**AIM:** Locate every line in the rows below that contains the word "light" and copy each of those lines.

[Dataset entries]
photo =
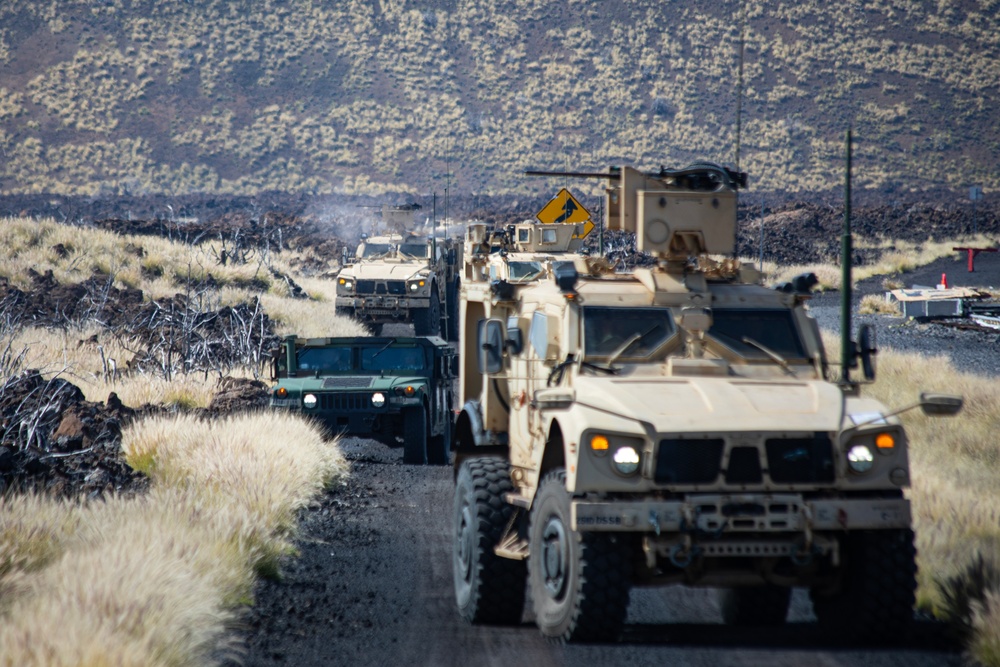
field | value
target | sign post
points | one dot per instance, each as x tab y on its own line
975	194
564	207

* * *

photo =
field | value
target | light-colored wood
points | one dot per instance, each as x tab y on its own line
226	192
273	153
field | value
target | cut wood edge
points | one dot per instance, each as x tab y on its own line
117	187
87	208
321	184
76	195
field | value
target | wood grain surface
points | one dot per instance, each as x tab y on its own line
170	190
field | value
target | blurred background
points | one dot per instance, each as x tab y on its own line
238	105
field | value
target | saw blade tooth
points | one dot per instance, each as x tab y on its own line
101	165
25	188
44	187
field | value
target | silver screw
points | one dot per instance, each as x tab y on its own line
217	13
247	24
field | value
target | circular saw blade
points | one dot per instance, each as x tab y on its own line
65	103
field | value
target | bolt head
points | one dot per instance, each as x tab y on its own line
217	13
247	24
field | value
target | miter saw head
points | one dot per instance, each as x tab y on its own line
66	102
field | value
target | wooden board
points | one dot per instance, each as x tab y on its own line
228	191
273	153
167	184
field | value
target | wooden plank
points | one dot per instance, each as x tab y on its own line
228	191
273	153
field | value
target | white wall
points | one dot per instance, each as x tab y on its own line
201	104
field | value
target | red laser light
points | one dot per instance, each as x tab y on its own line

**SOLUTION TO THIS PROBLEM:**
target | light-colored wood
target | red laser light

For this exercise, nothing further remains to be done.